> **Given task a**
In the forum post, copy the stretch from "What did you" through "fight a ticket you gave them?", substituting "citation" for "ticket".

# Interview!



## Guest (Jul 18, 2011)

Hello everybody! I am in college and taking a criminal justice class. I need to interview a police officer, so I figure instead of interviewing one officer I will just post the questions here and get multiple points of view. Any help would be much appreciated!!

Answer what ever questions you would like! Any answers will be much appreciated!!
QUESTIONS

What did you think of the police academy?

What is a typical day for an officer like? (paper work, patrol, court)

How many times have you had to show up in traffic court because someone fought a ticket you gave them?

Does it anger you when people fight a ticket you gave them?

How often do you need to attend court?

How many days a week do you work? How many hours?

How frequently does an officer face danger?

How often is an officer stereotyped?

How do you feel when a case is thrown out of court due to a technicality?

Do you believe this countries court system works or do you believe it is flawed?

Do you enjoy your job or are you working towards something else?

If there was one thing you could improve or change that would make your job easier what would it be?

What is the hardest part of your job?

What is the easiest part of your job?

Do you try and keep an open mind when confronting a potential criminal or do you let race, gender, etc. effect your decisions or assumptions?

Is there a bad part of town in your town? If so why do you think that part of town has the most crime?

How many calls to a crime do you usually get a day?

Do you feel the police have a firm grasp on crime and keeping it down or is it out of control?

What is the worst call or crime you have experienced?


Again thanks to anyone who help me with this I really appreciate it!!! I am looking into computer forensics as a career so I am interested in seeing the answers to these questions!


----------

> **Given task b**
Could you express the stretch of records from the line containing "Segment every instance of the black" through the line containing "M198 294L165 301L149" as a two-column CSV, with columns named instruction and response and one row per record? Put each record's text and its answer in one quoted field apiece, with line breaks turned into spaces.

> **Record extracts**
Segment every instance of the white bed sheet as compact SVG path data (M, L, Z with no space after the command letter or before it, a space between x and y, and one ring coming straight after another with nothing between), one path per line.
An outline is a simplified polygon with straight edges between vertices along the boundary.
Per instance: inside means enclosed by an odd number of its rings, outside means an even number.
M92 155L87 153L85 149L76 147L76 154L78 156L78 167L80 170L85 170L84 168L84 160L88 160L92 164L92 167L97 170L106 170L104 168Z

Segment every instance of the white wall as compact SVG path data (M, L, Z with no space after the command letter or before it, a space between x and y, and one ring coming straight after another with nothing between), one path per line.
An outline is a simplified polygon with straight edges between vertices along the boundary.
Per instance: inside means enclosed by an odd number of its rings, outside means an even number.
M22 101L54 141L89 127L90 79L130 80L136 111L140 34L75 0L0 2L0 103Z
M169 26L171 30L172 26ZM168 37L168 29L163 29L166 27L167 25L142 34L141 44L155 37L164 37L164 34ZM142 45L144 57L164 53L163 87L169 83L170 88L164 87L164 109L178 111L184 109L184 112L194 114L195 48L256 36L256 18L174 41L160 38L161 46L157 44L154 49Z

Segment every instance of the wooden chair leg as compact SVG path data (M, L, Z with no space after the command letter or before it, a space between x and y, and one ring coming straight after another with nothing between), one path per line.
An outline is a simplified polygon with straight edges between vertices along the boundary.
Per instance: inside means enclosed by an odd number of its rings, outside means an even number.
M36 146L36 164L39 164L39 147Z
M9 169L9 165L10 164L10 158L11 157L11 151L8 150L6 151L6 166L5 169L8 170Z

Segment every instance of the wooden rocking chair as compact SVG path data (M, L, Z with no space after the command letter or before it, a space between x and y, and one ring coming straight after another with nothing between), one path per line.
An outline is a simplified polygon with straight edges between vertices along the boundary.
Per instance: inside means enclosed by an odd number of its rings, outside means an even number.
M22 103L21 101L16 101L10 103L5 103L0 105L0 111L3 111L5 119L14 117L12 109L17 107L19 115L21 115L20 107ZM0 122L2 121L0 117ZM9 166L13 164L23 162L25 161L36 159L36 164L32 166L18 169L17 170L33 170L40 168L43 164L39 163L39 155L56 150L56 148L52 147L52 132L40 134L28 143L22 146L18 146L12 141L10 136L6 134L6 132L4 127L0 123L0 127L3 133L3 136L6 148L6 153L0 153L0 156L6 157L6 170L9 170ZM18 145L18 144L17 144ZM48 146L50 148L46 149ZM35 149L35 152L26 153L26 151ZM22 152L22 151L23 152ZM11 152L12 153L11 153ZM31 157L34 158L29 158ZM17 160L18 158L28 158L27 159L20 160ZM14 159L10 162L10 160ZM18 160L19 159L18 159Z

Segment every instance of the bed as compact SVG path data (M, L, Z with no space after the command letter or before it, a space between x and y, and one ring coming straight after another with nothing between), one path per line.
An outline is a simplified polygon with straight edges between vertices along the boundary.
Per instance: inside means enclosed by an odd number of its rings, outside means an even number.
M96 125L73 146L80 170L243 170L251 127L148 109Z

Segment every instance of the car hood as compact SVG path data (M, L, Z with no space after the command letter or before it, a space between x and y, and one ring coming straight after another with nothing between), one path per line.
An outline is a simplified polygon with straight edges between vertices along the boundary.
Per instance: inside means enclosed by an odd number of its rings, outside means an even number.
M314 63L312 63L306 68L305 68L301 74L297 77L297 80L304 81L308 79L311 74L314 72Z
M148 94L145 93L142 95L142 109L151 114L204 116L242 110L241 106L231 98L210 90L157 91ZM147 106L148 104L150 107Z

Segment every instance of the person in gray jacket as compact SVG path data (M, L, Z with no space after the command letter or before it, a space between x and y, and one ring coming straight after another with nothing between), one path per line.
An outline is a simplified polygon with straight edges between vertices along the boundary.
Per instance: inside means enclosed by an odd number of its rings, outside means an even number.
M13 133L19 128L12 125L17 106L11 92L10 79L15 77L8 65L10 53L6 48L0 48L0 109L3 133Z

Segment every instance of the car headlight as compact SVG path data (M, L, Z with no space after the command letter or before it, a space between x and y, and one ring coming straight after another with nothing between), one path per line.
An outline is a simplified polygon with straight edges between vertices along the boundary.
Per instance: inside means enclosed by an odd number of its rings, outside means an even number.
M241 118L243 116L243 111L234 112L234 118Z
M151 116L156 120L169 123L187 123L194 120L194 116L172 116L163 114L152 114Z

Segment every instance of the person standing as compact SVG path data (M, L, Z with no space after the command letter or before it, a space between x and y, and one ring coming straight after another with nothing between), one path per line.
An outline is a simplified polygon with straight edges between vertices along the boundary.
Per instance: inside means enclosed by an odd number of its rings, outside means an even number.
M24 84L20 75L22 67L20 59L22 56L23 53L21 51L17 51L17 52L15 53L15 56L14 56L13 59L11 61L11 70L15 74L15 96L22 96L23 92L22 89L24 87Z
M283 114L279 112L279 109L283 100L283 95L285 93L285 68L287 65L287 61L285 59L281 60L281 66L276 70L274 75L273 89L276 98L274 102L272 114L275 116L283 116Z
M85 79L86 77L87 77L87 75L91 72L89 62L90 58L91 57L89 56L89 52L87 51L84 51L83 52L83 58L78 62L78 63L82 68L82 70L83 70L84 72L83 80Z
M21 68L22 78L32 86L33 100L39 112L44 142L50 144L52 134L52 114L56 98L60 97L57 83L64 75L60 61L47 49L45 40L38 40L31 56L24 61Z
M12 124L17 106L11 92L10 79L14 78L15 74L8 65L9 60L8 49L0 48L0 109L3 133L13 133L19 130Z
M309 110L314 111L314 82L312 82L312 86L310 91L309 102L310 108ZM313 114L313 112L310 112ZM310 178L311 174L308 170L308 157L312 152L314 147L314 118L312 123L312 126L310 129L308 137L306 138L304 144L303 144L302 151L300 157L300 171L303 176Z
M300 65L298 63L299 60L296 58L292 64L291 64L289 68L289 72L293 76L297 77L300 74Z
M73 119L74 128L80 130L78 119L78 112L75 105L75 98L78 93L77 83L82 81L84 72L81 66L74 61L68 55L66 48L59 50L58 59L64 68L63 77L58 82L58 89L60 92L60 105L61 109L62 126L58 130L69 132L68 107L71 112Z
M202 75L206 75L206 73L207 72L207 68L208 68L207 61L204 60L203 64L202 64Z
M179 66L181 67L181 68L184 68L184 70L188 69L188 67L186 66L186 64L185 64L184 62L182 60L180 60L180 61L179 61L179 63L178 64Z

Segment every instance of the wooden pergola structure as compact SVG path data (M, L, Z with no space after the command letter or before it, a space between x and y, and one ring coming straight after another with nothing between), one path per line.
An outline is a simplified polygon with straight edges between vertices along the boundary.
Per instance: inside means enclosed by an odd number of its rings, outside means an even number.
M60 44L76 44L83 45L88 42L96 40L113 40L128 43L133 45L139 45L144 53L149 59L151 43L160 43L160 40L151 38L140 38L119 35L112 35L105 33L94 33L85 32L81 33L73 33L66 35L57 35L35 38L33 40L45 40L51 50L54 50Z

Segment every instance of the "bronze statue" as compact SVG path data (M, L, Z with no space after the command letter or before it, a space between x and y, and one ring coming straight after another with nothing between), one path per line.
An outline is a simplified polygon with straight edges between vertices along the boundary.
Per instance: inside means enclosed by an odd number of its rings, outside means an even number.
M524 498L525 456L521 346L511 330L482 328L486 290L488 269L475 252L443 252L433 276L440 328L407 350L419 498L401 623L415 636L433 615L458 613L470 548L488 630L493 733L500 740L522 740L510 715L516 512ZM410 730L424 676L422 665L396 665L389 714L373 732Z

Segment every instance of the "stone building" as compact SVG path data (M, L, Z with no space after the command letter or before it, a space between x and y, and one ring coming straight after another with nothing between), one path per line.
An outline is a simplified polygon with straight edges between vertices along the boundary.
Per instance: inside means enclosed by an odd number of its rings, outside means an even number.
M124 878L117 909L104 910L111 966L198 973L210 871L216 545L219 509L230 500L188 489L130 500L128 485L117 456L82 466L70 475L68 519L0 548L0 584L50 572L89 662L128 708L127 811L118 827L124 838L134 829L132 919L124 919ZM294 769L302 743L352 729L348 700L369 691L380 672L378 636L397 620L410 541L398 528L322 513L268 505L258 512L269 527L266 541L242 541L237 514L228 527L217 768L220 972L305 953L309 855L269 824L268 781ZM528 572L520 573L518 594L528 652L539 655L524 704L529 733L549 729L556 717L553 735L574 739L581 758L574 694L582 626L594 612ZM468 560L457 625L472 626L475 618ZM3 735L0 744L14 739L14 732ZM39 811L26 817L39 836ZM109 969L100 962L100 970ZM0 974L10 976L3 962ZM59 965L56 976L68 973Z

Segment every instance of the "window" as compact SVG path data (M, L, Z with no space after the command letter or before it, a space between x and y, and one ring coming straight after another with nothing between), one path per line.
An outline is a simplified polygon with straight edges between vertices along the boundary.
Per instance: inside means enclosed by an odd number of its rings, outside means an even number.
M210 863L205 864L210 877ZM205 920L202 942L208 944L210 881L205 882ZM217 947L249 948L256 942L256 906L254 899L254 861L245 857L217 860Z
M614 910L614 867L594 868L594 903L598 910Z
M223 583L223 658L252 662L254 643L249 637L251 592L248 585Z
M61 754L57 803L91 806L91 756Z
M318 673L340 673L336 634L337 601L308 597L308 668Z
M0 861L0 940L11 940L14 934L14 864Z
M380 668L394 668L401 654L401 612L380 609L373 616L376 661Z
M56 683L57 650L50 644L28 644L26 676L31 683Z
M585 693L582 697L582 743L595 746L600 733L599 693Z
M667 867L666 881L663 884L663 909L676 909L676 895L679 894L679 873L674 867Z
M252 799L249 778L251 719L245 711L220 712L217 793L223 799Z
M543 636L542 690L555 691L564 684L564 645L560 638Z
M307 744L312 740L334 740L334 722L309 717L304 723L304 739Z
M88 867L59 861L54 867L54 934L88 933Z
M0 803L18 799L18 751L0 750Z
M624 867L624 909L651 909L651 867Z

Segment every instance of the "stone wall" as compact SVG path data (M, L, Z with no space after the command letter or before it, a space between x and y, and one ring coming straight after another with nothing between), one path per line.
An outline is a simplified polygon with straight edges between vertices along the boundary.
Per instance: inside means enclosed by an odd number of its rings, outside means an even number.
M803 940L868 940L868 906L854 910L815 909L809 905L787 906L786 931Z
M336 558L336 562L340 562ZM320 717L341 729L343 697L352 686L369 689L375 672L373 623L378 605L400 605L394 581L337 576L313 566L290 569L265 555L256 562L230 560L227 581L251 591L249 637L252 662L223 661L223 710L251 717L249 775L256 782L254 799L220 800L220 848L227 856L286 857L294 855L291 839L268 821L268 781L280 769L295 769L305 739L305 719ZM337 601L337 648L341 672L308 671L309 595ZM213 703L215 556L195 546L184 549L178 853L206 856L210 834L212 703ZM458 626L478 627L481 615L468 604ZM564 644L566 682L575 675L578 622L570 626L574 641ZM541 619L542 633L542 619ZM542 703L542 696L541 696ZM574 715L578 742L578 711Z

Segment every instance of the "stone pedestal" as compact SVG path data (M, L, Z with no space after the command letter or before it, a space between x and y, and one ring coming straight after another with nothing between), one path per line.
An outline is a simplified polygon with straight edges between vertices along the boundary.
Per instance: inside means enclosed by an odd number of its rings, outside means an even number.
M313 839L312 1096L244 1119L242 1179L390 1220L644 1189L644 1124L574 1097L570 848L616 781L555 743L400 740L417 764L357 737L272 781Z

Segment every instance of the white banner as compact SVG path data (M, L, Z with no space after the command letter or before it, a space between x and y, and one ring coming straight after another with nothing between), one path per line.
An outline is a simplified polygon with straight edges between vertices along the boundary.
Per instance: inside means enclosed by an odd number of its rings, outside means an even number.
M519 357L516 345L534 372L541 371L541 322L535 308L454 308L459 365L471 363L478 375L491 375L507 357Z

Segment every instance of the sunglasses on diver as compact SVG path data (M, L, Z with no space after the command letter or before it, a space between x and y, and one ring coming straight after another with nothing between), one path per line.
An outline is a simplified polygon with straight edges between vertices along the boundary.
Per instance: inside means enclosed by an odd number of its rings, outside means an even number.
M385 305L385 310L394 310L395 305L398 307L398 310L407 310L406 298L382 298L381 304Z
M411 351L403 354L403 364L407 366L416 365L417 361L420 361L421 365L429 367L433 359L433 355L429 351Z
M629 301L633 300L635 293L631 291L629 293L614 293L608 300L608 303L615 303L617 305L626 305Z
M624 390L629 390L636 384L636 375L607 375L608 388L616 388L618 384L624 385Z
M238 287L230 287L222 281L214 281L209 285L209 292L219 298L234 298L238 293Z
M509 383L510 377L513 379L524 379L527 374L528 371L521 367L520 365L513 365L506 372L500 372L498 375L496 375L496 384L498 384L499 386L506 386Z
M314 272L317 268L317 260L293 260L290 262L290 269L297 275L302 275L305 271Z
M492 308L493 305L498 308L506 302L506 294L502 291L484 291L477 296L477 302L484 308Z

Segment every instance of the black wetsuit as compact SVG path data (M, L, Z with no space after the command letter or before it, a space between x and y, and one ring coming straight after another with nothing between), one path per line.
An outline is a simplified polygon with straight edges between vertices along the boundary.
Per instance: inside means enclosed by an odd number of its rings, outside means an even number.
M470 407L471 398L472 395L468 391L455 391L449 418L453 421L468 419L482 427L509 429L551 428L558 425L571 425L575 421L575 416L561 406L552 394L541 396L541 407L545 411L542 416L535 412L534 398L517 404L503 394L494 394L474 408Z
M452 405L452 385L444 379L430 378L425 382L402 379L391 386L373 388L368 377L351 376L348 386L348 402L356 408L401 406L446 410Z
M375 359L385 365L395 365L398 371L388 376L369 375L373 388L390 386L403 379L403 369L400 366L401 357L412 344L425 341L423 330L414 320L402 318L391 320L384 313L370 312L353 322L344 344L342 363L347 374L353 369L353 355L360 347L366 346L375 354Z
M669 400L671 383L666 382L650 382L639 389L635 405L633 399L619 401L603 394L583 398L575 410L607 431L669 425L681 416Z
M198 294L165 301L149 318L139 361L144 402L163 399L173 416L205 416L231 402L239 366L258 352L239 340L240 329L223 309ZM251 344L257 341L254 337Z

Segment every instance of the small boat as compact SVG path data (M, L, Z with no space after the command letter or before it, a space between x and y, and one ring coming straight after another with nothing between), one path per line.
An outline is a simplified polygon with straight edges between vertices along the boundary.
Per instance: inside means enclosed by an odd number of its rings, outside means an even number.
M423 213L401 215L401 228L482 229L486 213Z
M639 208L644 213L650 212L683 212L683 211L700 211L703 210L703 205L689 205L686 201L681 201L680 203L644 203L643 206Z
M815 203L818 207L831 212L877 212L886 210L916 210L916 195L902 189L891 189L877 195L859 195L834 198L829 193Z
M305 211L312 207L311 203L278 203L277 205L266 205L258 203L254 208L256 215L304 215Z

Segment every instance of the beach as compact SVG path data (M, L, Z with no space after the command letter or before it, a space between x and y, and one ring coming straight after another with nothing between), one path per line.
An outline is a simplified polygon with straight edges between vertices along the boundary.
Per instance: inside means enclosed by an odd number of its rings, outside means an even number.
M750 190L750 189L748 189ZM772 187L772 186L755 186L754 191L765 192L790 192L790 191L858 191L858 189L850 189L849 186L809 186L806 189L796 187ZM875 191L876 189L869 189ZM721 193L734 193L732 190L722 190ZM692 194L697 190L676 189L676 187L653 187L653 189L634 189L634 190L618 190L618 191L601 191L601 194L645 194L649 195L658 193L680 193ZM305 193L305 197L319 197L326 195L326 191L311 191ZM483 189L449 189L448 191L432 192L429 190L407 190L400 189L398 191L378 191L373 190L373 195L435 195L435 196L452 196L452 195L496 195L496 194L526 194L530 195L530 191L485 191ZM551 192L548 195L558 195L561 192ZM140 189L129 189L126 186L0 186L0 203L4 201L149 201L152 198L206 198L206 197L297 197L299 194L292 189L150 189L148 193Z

> **Finished answer a**
What did you think of the police academy?

What is a typical day for an officer like? (paper work, patrol, court)

How many times have you had to show up in traffic court because someone fought a citation you gave them?

Does it anger you when people fight a citation you gave them?

> **Finished answer b**
instruction,response
"Segment every instance of the black wetsuit as compact SVG path data (M, L, Z with no space after the command letter or before it, a space between x and y, and one ring coming straight after another with nothing between), one path per line. An outline is a simplified polygon with straight edges between vertices along the boundary. Per instance: inside means enclosed by an odd number of its rings, outside means an even number.","M470 407L471 398L472 395L468 391L455 391L449 418L453 421L468 419L482 427L509 429L551 428L558 425L571 425L575 421L575 416L561 406L552 394L541 396L541 407L545 411L542 416L535 412L534 398L517 404L503 394L494 394L474 408Z M452 405L452 385L444 379L430 378L425 382L402 379L391 386L373 388L368 377L351 376L348 386L348 402L356 408L401 406L446 410Z M375 359L385 365L395 365L398 371L388 376L369 375L373 388L390 386L403 379L403 369L400 366L401 357L412 344L425 341L423 330L414 320L402 318L391 320L384 313L370 312L353 322L344 344L342 363L347 374L353 369L353 355L360 347L366 346L375 354Z M669 400L671 383L666 382L650 382L639 389L635 405L633 399L619 401L603 394L583 398L575 410L607 431L669 425L681 416Z M198 294L165 301L149 318L139 361L144 402L163 399L173 416L205 416L231 402L239 366L258 352L239 340L240 329L223 309ZM251 344L257 341L254 337Z"